> Recorded data
- - - - -

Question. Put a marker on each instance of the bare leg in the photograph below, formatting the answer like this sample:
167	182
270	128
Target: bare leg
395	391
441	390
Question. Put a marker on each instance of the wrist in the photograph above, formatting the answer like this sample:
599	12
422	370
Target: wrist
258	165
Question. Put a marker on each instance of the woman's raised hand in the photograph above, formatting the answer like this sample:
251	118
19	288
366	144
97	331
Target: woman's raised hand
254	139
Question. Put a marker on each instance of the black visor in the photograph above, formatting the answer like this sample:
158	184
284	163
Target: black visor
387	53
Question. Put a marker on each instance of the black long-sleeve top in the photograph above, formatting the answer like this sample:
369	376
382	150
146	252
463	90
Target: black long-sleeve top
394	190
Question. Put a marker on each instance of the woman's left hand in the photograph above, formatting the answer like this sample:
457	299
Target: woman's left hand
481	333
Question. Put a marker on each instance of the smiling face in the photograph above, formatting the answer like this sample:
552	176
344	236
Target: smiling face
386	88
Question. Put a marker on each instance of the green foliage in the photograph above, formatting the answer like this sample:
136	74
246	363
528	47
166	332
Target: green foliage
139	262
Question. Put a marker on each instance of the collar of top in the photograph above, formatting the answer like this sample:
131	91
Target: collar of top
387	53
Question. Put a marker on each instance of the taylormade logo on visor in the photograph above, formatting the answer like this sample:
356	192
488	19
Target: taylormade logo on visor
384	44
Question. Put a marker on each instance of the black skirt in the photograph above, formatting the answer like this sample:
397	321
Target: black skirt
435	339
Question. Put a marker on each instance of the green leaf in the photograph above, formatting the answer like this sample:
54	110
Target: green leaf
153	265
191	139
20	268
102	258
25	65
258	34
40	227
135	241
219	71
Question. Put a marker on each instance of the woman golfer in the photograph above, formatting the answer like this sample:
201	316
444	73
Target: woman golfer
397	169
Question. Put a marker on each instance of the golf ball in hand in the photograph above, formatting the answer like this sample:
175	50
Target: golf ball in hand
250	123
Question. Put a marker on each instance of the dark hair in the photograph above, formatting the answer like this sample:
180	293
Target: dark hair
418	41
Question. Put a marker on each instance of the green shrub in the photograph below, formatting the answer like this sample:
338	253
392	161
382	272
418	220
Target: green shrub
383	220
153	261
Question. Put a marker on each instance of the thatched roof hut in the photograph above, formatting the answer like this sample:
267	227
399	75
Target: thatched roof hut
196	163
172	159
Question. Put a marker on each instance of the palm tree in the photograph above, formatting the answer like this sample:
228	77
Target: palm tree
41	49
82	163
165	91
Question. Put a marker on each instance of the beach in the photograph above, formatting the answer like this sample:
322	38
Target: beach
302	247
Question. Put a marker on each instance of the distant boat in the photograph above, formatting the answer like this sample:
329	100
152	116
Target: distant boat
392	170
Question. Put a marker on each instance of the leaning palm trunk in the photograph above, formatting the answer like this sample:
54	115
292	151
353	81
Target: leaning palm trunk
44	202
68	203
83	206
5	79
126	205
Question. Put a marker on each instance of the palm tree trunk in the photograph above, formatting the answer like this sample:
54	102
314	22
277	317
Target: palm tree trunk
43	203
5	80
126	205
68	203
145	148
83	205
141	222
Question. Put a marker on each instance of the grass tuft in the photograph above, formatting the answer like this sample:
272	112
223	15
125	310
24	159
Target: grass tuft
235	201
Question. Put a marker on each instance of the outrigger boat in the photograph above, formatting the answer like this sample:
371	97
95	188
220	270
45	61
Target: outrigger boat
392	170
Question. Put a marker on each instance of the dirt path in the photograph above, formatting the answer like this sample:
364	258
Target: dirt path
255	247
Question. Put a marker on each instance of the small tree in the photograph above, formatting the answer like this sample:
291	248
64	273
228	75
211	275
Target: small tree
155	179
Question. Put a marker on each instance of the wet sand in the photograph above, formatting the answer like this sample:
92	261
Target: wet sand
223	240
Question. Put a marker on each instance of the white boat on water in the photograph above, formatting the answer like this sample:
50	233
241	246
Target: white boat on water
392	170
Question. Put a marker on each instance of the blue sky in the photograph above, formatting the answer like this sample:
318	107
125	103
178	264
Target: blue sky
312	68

- - - - -

Copy out the material verbatim, from the line containing "Question. Put a marker on each instance of the outrigger" through the final line, with both ends included.

Question. Put a marker on each instance of the outrigger boat in the photograph above, formatting the answer like this sample:
371	97
95	188
220	270
45	61
Target: outrigger boat
392	170
Question. Put a marker on each instance of the dirt path in the photograph above, formatting the answer like this sample:
364	258
Target: dirt path
255	247
Question. Put a marker on each instance of the small tree in the photograph above, formatting the answer like this sample:
291	248
64	273
228	75
211	275
Target: small tree
155	179
Question. Put a marker on each instance of the wet sand in the photograph above, formatting the answer like this sample:
92	261
Target: wet sand
223	240
Question. Put a marker on each instance of the white boat on water in the photograph above, formatting the answer like this sample:
50	233
241	246
Target: white boat on water
392	170
Question. Put a marker on each instance of the blue sky in the photograph above, formatting the answer like this sample:
318	107
125	103
178	264
Target: blue sky
312	68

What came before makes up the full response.